▶ [BRIEF] Look below for the line containing "branch in this photo." and the line containing "green leaf in this photo.", then set down both and every line between them exactly, without pictures.

════

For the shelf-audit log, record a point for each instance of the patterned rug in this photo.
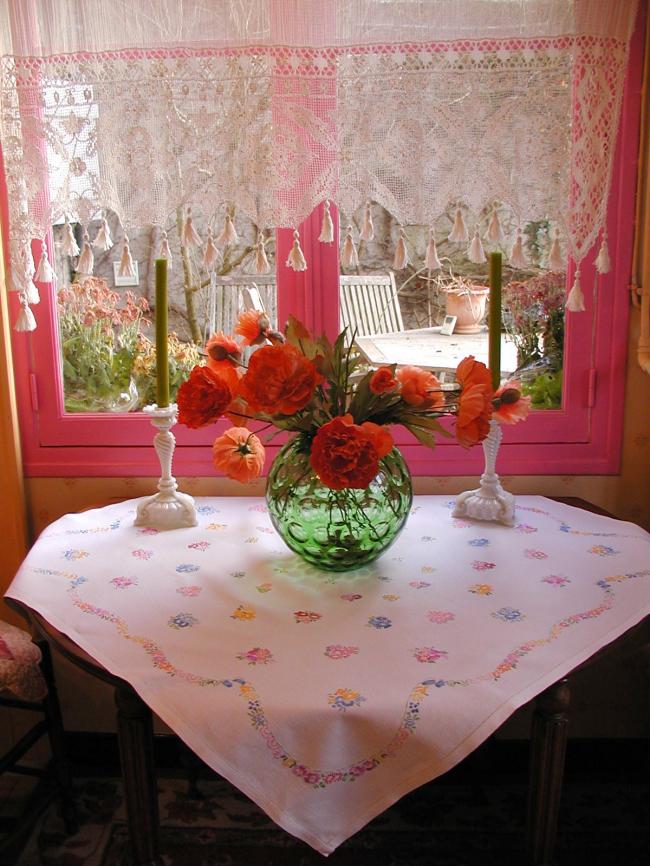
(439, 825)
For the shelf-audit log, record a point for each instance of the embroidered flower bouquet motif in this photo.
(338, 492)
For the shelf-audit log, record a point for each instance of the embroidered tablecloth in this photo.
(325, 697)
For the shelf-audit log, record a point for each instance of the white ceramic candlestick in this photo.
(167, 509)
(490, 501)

════

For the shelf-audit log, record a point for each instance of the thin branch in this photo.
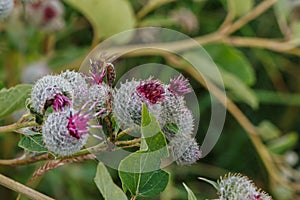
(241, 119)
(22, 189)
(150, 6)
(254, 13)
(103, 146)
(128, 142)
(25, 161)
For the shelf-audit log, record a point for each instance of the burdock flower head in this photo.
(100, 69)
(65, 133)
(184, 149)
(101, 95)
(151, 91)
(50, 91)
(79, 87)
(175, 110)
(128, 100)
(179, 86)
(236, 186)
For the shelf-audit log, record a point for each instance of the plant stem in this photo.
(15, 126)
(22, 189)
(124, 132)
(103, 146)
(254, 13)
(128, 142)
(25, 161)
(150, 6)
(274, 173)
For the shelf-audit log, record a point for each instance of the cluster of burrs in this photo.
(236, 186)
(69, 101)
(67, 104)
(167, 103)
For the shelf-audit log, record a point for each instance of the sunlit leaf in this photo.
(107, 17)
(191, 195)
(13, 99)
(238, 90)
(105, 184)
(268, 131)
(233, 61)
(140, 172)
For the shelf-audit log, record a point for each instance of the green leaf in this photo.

════

▶ [ANSWER AREA]
For the shelf-audit log, record a point for each instance of the thin branch in this photo.
(241, 119)
(22, 189)
(150, 6)
(254, 13)
(103, 146)
(128, 142)
(25, 161)
For the shelf-audit log, record a point for each instance of the burdock flower head in this photo.
(100, 69)
(65, 133)
(184, 149)
(101, 95)
(151, 91)
(50, 91)
(79, 87)
(175, 110)
(128, 100)
(179, 86)
(236, 186)
For the shelf-audit log, record a point for each instance of the plant stem in this photo.
(15, 126)
(22, 189)
(124, 132)
(103, 146)
(254, 13)
(128, 142)
(25, 161)
(150, 6)
(274, 173)
For the shelf-audit log, record a point for each instance of the cluster of burrs in this photo.
(236, 186)
(69, 101)
(67, 104)
(167, 103)
For the shelf-audit log, record a point for each instance of the sunlit leaf in this photo.
(107, 17)
(191, 195)
(13, 99)
(238, 90)
(105, 184)
(268, 131)
(233, 61)
(140, 172)
For the shelf-audit log, record a point for each instance of the green leaf in this photo.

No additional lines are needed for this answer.